• [WRITTEN REQUEST 1] Reproduce the saved entries verbatim, beginning with the line that contains "Might I ask you to indicate the round" and continuing through the end of the saved entries, both ends included.

* start QUOTED TEXT *

Academy Commissions Black Artists For 93rd Oscars Campaign Art
The Academy of Motion Picture Arts and Sciences has revealed the campaign art for the 93rd Oscars and it features two black black artists – Michelle Robinson & Temi Coker. Academy Commissions Black Artists For 93rd Oscars Campaign Art
The Academy invited seven international artists to create custom Oscar statuette art inspired by the question, “What do movies mean to you?” The artists are Temi Coker, Petra Eriksson, Magnus Voll Mathiassen, Michelle Robinson, Karan Singh, Victoria Villasana and Shawna X.
This year’s campaign features an expanded color palette, broadening the artists’ approach to reimagining the iconic statuette. Ranging across illustration, motion design, painting, photography and textile art, the pieces are drawn from the artists’ diverse personal inspirations and experiences, including theaters of 1920s and ’30s Hollywood, film as both a form of escapism and a bridge of communication, and more.
The art will be featured on the Academy’s Instagram, Twitter and Facebook. Follow the hashtags #Oscars and #OscarNoms.

* end QUOTED TEXT *
* start TASK DATA *

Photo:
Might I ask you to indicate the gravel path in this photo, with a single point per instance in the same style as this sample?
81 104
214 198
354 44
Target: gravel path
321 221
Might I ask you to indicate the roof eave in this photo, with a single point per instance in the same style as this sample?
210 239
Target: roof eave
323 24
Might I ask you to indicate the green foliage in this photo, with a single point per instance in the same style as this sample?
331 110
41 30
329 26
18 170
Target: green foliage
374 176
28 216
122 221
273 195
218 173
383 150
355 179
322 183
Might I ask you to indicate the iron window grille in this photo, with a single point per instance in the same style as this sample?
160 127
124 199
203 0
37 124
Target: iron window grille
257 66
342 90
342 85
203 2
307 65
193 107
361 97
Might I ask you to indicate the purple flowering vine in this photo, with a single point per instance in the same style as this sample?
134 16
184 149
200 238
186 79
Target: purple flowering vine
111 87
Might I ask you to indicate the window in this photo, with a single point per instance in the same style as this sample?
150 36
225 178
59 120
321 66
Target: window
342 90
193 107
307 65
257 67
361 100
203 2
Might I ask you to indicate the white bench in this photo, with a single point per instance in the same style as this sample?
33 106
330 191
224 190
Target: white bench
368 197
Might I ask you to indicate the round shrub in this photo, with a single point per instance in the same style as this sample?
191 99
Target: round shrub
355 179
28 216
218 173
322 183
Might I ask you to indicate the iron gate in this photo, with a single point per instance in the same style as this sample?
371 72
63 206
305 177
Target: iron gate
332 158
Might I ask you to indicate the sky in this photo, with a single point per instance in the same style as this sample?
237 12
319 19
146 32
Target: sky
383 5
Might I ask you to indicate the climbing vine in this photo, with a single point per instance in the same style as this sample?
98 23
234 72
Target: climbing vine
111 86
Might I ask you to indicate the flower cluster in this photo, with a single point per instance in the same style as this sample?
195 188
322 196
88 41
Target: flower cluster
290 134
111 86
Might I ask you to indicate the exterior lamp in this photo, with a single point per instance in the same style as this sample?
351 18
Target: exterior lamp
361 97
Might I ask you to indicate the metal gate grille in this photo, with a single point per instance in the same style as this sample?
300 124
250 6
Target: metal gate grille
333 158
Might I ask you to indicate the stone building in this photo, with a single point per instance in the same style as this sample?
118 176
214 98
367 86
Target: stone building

* end TASK DATA *

• [WRITTEN REQUEST 2] According to the article on the 93rd Oscars campaign art, what question inspired the artists' custom statuette art?

• [OUTPUT 1]
Might I ask you to indicate the round shrub in this photo, with a single point per instance in the same style as this sample?
191 99
Target: round shrub
355 179
28 216
218 173
322 183
Might I ask you to indicate the iron gate in this photo, with a single point per instance in the same style as this sample?
371 72
63 206
305 177
Target: iron gate
332 158
Might I ask you to indicate the sky in this photo, with a single point per instance in the same style as this sample?
237 12
319 19
146 32
Target: sky
383 5
Might I ask you to indicate the climbing vine in this photo, with a single point per instance in the same style as this sample?
98 23
234 72
Target: climbing vine
111 86
Might I ask you to indicate the flower cluster in this photo, with a single point per instance in the same style as this sample?
195 188
322 196
88 41
Target: flower cluster
290 134
111 86
Might I ask you to indicate the exterior lamp in this photo, with a single point per instance in the same style as this sample?
351 18
Target: exterior lamp
361 97
Might I ask you to indicate the metal gate grille in this photo, with a single point per instance in the same style as this sample?
300 124
250 6
Target: metal gate grille
333 158
Might I ask you to indicate the stone building in this photo, with a single point per instance in the same style as this sample?
118 176
214 98
367 86
Target: stone building

• [OUTPUT 2] "What do movies mean to you?"